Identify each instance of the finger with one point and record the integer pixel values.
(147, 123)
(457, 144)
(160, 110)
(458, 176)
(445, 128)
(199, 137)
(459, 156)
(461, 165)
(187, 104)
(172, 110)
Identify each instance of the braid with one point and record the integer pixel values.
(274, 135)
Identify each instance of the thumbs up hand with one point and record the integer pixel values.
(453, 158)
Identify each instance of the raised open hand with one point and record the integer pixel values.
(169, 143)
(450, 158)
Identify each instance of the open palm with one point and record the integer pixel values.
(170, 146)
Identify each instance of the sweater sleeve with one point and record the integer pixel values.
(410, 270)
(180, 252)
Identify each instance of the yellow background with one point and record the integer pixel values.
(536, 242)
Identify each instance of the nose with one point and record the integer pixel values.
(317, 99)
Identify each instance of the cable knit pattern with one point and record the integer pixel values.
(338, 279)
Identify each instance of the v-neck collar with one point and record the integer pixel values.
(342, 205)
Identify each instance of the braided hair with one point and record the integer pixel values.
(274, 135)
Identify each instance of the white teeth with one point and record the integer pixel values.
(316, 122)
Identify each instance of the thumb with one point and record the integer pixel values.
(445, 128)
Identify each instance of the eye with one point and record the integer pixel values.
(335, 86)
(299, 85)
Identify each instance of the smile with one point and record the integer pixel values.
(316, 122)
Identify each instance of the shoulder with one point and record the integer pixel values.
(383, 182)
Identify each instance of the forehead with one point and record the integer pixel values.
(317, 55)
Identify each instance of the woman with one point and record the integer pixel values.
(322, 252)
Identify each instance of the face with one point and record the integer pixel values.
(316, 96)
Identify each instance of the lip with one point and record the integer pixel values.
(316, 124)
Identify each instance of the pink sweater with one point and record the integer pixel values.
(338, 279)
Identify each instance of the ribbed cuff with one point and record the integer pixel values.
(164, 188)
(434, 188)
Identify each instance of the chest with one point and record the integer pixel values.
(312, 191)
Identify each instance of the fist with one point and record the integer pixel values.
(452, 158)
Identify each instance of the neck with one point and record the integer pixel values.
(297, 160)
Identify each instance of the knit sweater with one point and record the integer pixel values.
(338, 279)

__Aim of the task__
The data above, all of it, needs to be output exactly as written.

__Response area__
Identify each instance of the finger with one point and record the integer pixel values.
(147, 123)
(457, 144)
(160, 110)
(458, 176)
(445, 128)
(199, 137)
(459, 156)
(461, 165)
(187, 104)
(172, 110)
Identify each instance of the braid with one point and record the integer pixel values.
(274, 135)
Identify each instance of the thumbs up hand with one point and record the integer pixel values.
(453, 158)
Identify each instance of the raised open hand with one point and record the integer pixel values.
(169, 143)
(450, 158)
Identify each instance of the open palm with one point and record the integer pixel values.
(170, 146)
Identify each instance of the sweater sleeve with one point and record the integer pixel values.
(410, 270)
(180, 252)
Identify each instance of the yellow background with one point and record the integer pixel values.
(536, 242)
Identify each instance of the nose with one point and record the integer pixel values.
(317, 99)
Identify each instance of the cable knit pattern with one point and record the integer pixel values.
(338, 279)
Identify each instance of the v-neck collar with one point and record the integer pixel values.
(342, 205)
Identify each instance of the braided hair with one point and record the integer pixel values.
(274, 135)
Identify each instance of the white teeth with one point and record the integer pixel values.
(316, 122)
Identify each instance of the thumb with one point and record the integer pixel values.
(445, 128)
Identify each instance of the eye with one point and record the integer pixel values.
(335, 86)
(299, 85)
Identify each instance of the smile with one point and record the integer pixel values.
(316, 122)
Identify each instance of the shoulder with one point and record the integer pixel values.
(383, 182)
Identify each instance of the forehead with one point and record the integer pixel values.
(317, 55)
Identify each instance of the woman with one point and record the integer pixel values.
(322, 252)
Identify each instance of the face with one point and record the integer pixel values.
(316, 96)
Identify each instance of the lip with one point and record the integer pixel values.
(316, 124)
Identify each instance of the pink sweater with one point and record the integer pixel values.
(338, 279)
Identify each instance of the ribbed cuff with one point and record the integer pixel values.
(164, 188)
(434, 188)
Identify each instance of the chest with one point and record the integer pixel values.
(312, 191)
Identify each instance of the fist with one point and record the integer pixel values.
(452, 158)
Identify each instance of the neck with one point and record the integer pixel values.
(297, 160)
Identify each instance of the knit sweater with one point and record the integer pixel values.
(338, 279)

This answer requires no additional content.